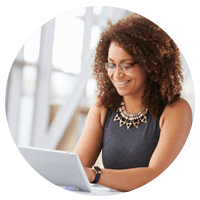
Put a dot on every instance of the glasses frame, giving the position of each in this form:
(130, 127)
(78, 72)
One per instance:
(122, 66)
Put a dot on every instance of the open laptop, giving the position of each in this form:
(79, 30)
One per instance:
(64, 169)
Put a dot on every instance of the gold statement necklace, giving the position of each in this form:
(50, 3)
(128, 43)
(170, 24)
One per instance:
(130, 119)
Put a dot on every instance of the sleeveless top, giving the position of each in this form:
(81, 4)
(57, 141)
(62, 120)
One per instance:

Task requirements: What is the number of lines in the listing above that contain the string "this"? Give only the number.

Exercise output: 4